• Goals:
[A] From the passage on survey design, output the part that runs from "Concise: Each question" to "respondent — is important.", copying it word for word.
[B] Answer these questions using the passage on survey design:
(i) According to ESOMAR, about how much did the market generate worldwide in 2021?
(ii) What firm does Dr. Marisa Maio Mackay direct?
(iii) Which two stakeholder groups are given as an example under "Customization"?
[C] List the headings that the passage on survey design uses to group Mackay's guidance on designing surveys.

• Excerpted passage:
Of course, I understand the reason for the proliferation in surveys. Market research, particularly conducting surveys, is a huge business in and of itself. According to ESOMAR, the global association for the research industry, the market generated approximately $57B worldwide in 2021.
The data culled from these surveys can be invaluable to supporting myriad business decisions, from company expansion strategies to inventory options to customer service. The ways in which survey data can inform are limitless.
But this data is only as good as the construction of the surveys they’re gathered from — in order to yield the best possible data, it’s important to keep your surveys clear, concise and customized for your specific purpose.
According to Dr. Marisa Maio Mackay, director of Complete the Picture Consulting, a strategy research analysis firm, these three C’s are key. Here are the questions Mackay says to keep in mind as you design your surveys:
Clear: What do you want to learn or find out about? From whom? How do you want to use the results?
Concise: Each question should be short. Use terms familiar to the respondent, and only ask about one aspect or feature at a time. Do not lead the respondent. Does the question help the company address the purpose of the survey? In addition, good flow — where the sections and questions follow a logical sequence for the respondent — is important.
Customization: If you need information on the same topic but from different stakeholders — for example, customers and employees — you must design separate surveys for those groups.
Of course, there’s much more to the fine art of designing surveys. After all, there are entire companies out there whose sole area of expertise is to design surveys to help you get the feedback you need. But if you’re considering deploying your own simple surveys to get started, I hope you find this helpful.

• Provided data:

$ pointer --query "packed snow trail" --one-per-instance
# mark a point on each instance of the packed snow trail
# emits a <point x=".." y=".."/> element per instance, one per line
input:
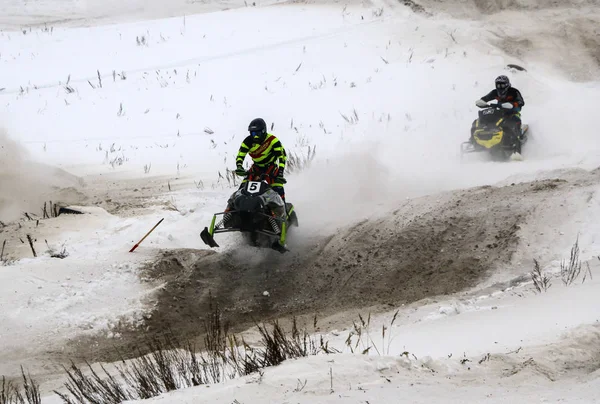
<point x="386" y="100"/>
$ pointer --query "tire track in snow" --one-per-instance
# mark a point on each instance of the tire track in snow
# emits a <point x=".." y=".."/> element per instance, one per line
<point x="200" y="60"/>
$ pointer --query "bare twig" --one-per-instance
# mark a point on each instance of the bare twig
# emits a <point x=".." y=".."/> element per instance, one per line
<point x="540" y="281"/>
<point x="31" y="245"/>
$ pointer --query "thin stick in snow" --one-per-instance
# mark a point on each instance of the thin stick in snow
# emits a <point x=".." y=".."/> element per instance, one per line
<point x="147" y="234"/>
<point x="31" y="245"/>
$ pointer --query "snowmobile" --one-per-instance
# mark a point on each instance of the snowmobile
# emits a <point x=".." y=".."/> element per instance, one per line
<point x="258" y="211"/>
<point x="490" y="135"/>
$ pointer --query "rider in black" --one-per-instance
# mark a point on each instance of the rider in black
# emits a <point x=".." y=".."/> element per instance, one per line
<point x="505" y="94"/>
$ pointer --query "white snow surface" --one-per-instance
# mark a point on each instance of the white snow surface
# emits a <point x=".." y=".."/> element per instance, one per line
<point x="177" y="94"/>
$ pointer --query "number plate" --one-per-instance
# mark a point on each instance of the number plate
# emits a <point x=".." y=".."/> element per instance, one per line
<point x="253" y="187"/>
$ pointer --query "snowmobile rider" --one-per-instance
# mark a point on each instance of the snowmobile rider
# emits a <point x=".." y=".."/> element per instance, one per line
<point x="507" y="96"/>
<point x="268" y="156"/>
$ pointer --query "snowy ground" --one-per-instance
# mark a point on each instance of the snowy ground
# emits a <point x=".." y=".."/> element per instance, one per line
<point x="385" y="99"/>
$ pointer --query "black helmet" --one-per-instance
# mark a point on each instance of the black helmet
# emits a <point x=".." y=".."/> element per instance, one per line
<point x="257" y="128"/>
<point x="502" y="85"/>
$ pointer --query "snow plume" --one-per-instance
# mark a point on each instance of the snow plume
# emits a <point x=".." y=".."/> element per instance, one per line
<point x="24" y="184"/>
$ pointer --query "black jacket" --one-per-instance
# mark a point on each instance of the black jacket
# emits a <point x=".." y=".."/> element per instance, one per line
<point x="513" y="96"/>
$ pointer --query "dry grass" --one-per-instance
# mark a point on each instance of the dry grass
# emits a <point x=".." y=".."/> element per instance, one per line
<point x="540" y="280"/>
<point x="173" y="364"/>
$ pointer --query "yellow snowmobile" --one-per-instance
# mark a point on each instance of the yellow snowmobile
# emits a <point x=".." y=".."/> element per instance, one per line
<point x="491" y="136"/>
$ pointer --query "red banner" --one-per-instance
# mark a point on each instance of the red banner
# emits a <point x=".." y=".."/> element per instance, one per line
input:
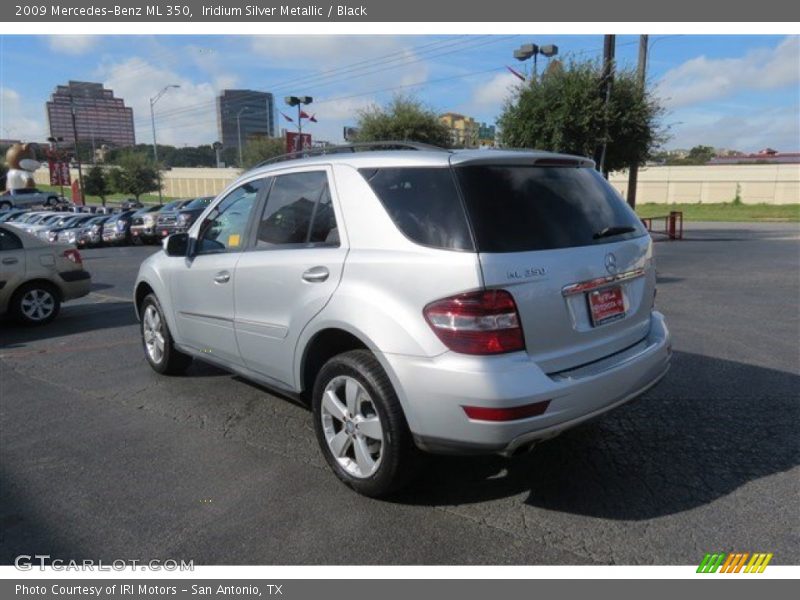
<point x="59" y="172"/>
<point x="296" y="142"/>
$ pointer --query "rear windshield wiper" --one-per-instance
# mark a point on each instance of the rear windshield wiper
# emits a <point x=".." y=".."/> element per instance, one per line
<point x="613" y="230"/>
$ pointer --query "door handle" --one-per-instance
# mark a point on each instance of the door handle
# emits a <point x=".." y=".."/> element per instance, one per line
<point x="316" y="274"/>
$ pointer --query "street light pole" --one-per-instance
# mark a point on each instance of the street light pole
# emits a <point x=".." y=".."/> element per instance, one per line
<point x="641" y="73"/>
<point x="239" y="131"/>
<point x="153" y="101"/>
<point x="75" y="141"/>
<point x="299" y="101"/>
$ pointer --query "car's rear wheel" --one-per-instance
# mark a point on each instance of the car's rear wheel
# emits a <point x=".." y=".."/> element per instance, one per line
<point x="360" y="425"/>
<point x="35" y="303"/>
<point x="159" y="347"/>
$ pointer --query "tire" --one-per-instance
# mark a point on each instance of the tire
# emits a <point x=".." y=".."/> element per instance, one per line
<point x="371" y="466"/>
<point x="35" y="303"/>
<point x="159" y="347"/>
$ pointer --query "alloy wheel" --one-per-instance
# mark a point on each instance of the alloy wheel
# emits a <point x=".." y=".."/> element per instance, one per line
<point x="352" y="426"/>
<point x="37" y="304"/>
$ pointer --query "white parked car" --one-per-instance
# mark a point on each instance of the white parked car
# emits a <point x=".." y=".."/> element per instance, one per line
<point x="420" y="299"/>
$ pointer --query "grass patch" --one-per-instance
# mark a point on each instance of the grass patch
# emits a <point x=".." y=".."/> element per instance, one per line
<point x="110" y="199"/>
<point x="725" y="211"/>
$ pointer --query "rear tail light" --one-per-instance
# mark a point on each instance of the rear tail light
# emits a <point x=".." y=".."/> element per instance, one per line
<point x="484" y="322"/>
<point x="74" y="256"/>
<point x="512" y="413"/>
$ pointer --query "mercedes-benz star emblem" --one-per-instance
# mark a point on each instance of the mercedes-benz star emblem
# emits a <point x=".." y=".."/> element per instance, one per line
<point x="611" y="263"/>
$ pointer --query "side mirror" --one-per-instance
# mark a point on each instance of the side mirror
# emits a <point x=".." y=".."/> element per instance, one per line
<point x="177" y="244"/>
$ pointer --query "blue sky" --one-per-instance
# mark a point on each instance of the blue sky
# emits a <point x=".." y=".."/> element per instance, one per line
<point x="739" y="92"/>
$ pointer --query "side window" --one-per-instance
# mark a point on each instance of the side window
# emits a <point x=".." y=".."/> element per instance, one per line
<point x="9" y="241"/>
<point x="298" y="211"/>
<point x="226" y="226"/>
<point x="424" y="205"/>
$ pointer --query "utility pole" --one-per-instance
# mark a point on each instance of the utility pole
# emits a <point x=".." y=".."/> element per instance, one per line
<point x="239" y="132"/>
<point x="75" y="141"/>
<point x="609" y="46"/>
<point x="641" y="73"/>
<point x="153" y="101"/>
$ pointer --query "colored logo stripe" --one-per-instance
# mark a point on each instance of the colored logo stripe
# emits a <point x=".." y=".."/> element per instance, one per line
<point x="734" y="562"/>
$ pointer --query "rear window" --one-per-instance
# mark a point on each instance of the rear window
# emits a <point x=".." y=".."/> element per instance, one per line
<point x="423" y="203"/>
<point x="521" y="208"/>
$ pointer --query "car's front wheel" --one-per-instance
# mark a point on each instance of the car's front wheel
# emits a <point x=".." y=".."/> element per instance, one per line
<point x="159" y="347"/>
<point x="35" y="303"/>
<point x="360" y="425"/>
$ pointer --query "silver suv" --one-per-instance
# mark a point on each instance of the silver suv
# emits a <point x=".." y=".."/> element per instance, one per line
<point x="419" y="299"/>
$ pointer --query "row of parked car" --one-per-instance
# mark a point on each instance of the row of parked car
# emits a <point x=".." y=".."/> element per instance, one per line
<point x="85" y="229"/>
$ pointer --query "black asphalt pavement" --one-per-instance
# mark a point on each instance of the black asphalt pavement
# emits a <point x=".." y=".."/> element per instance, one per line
<point x="102" y="458"/>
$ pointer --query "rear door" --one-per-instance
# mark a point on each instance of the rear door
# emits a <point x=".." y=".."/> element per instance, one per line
<point x="290" y="270"/>
<point x="575" y="257"/>
<point x="12" y="264"/>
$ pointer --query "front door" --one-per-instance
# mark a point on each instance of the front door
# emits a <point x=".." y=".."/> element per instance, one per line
<point x="202" y="285"/>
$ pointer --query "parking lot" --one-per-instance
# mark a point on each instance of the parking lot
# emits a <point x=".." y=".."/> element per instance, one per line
<point x="101" y="458"/>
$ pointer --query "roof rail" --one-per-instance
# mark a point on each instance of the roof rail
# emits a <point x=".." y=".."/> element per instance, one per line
<point x="355" y="147"/>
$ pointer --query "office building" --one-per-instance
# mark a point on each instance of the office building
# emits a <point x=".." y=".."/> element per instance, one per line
<point x="100" y="118"/>
<point x="256" y="115"/>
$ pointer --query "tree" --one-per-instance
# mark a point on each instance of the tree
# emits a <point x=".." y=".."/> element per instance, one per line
<point x="134" y="175"/>
<point x="565" y="111"/>
<point x="95" y="183"/>
<point x="261" y="148"/>
<point x="404" y="118"/>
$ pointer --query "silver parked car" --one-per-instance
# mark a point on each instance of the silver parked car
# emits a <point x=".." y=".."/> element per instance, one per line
<point x="28" y="197"/>
<point x="420" y="299"/>
<point x="36" y="277"/>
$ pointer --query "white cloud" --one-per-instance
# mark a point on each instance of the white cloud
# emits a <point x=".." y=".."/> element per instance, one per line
<point x="186" y="115"/>
<point x="751" y="131"/>
<point x="72" y="44"/>
<point x="494" y="93"/>
<point x="20" y="120"/>
<point x="701" y="79"/>
<point x="323" y="50"/>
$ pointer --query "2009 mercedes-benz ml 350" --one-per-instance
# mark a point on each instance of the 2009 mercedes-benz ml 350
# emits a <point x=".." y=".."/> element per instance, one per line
<point x="422" y="300"/>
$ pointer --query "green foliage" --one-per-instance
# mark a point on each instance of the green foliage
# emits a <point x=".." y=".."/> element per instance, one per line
<point x="258" y="149"/>
<point x="699" y="155"/>
<point x="565" y="111"/>
<point x="404" y="118"/>
<point x="95" y="183"/>
<point x="135" y="175"/>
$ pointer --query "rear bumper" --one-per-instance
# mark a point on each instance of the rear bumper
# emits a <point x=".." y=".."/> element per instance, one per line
<point x="113" y="236"/>
<point x="434" y="392"/>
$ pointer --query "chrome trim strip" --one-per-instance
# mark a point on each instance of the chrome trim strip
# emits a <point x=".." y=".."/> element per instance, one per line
<point x="192" y="315"/>
<point x="600" y="282"/>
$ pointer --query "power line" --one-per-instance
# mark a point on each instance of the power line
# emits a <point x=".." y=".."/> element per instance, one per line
<point x="374" y="67"/>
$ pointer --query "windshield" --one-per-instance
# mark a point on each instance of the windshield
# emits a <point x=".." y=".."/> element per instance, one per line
<point x="198" y="203"/>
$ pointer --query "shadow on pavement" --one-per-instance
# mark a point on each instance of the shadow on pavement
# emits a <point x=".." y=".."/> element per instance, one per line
<point x="74" y="319"/>
<point x="710" y="427"/>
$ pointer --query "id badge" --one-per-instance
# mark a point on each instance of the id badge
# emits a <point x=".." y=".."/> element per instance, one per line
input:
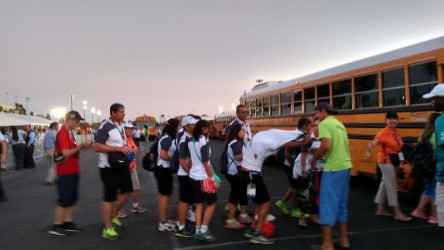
<point x="251" y="190"/>
<point x="401" y="156"/>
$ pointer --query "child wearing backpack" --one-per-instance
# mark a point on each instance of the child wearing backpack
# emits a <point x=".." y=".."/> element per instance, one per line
<point x="429" y="183"/>
<point x="233" y="156"/>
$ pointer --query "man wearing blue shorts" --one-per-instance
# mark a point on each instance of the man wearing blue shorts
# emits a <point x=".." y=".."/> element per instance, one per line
<point x="334" y="191"/>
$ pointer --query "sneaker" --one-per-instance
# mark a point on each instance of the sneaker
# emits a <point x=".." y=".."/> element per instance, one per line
<point x="433" y="220"/>
<point x="282" y="206"/>
<point x="166" y="226"/>
<point x="57" y="230"/>
<point x="234" y="224"/>
<point x="260" y="239"/>
<point x="249" y="233"/>
<point x="206" y="237"/>
<point x="191" y="216"/>
<point x="185" y="233"/>
<point x="138" y="209"/>
<point x="419" y="214"/>
<point x="71" y="227"/>
<point x="245" y="220"/>
<point x="117" y="224"/>
<point x="122" y="214"/>
<point x="110" y="234"/>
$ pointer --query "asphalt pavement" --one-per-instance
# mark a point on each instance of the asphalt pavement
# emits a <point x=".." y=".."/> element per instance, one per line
<point x="26" y="216"/>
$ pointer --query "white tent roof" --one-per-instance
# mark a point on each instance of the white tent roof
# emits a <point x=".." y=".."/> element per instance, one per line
<point x="9" y="119"/>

• Answers by task:
[A]
Concise: Each question should be short. Use terms familiar to the respondent, and only ask about one aspect or feature at a time. Do not lead the respondent. Does the question help the company address the purpose of the survey? In addition, good flow — where the sections and questions follow a logical sequence for the respondent — is important.

[B]
(i) Approximately $57B.
(ii) Complete the Picture Consulting.
(iii) Customers and employees.

[C]
Clear
Concise
Customization